→ Selected extract
■ ■ ■ ■ ■
The Project Sun SPOT demo drew one of the largest crowds at the Sun Labs Open House.

"Sun's unique competitive advantage and technological edge are based on our ability to innovate, and deploy those innovations," says Greg Papadopoulos, Sun chief technology officer and executive vice president of Research and Development.

"Over the past four years alone, Sun has invested $8 billion in R&D and Sun Labs, the only organization within Sun devoted solely to applied research, is an essential component to our overall R&D strategy. The advances that have come from Sun Labs address the things no one else saw coming--from Java technologies to the Sun Ray thin clients--technologies that have the power to change everything as we build the Participation Age."

Sun Labs is charged with "developing technical options," according to Dr. Robert F. Sproull, vice president, Sun fellow, and director of Sun Labs. At the Open House, Sun Labs researchers and engineers spoke about and demonstrated technology that included ground-breaking system-level research, new Java technology, networking projects, and advanced search applications.

Project Sun SPOT

The Project Sun SPOT (Small Programmable Object Technology) demo drew one of the largest crowds, eager to see the Java software-powered, palm-sized platform capable of instrumenting blimps and rockets, controlling robotic hands and cars, and monitoring a factory-testing system that checks Sun products for excessive vibration.

Based on a 32-bit ARM CPU and an 11-channel 2.4-GHz radio, a Sun SPOT device enables developers to build wireless transducer applications in Java software and use familiar IDEs, such as the NetBeans IDE, to write code. The battery-powered device includes an accelerometer, temperature and light sensors, general purpose I/O, servo and stepper motor control, LEDs, and a USB interface. It runs the Squawk Virtual Machine (VM), which was also on display at the Open House. The Squawk VM is small Java 2 Platform Micro Edition (J2ME platform) virtual machine that allows wireless applications to run directly on the CPU with no underlying operating system.
■ ■ ■ ■ ■
→ Provided information
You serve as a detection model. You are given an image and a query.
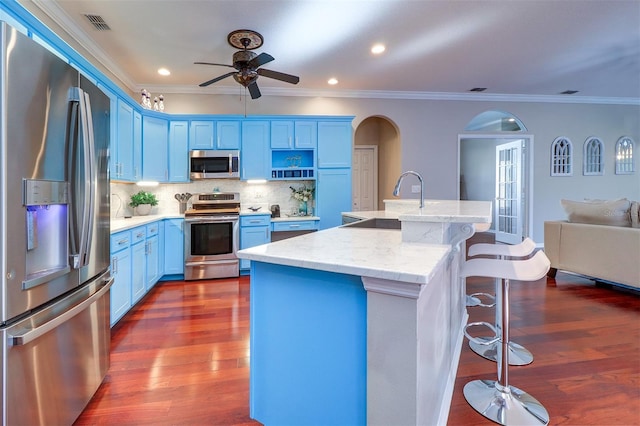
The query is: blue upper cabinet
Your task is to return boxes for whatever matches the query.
[189,120,215,149]
[271,120,293,149]
[111,99,134,181]
[133,111,142,181]
[142,115,169,182]
[216,120,240,149]
[318,121,353,168]
[271,120,318,149]
[293,120,318,149]
[169,121,189,182]
[240,121,271,180]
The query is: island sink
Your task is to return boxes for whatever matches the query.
[343,217,400,230]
■ ■ ■ ■ ■
→ Problems
1) Summarize the Sun Labs Open House text in two sentences.
2) Answer these questions from the Sun Labs Open House text:
(a) According to Greg Papadopoulos, how much has Sun invested in R&D over the past four years?
(b) Who is the director of Sun Labs?
(c) What does the "SPOT" in Project Sun SPOT stand for?

→ Expected results
1) At the Sun Labs Open House, researchers and engineers demonstrated system-level research, new Java technology, networking projects, and advanced search applications, and the Project Sun SPOT demo drew one of the largest crowds. Sun SPOT is a battery-powered, palm-sized platform based on a 32-bit ARM CPU and an 11-channel 2.4-GHz radio that lets developers build wireless transducer applications in Java software and runs the Squawk VM with no underlying operating system.

2)
(a) $8 billion.
(b) Dr. Robert F. Sproull.
(c) Small Programmable Object Technology.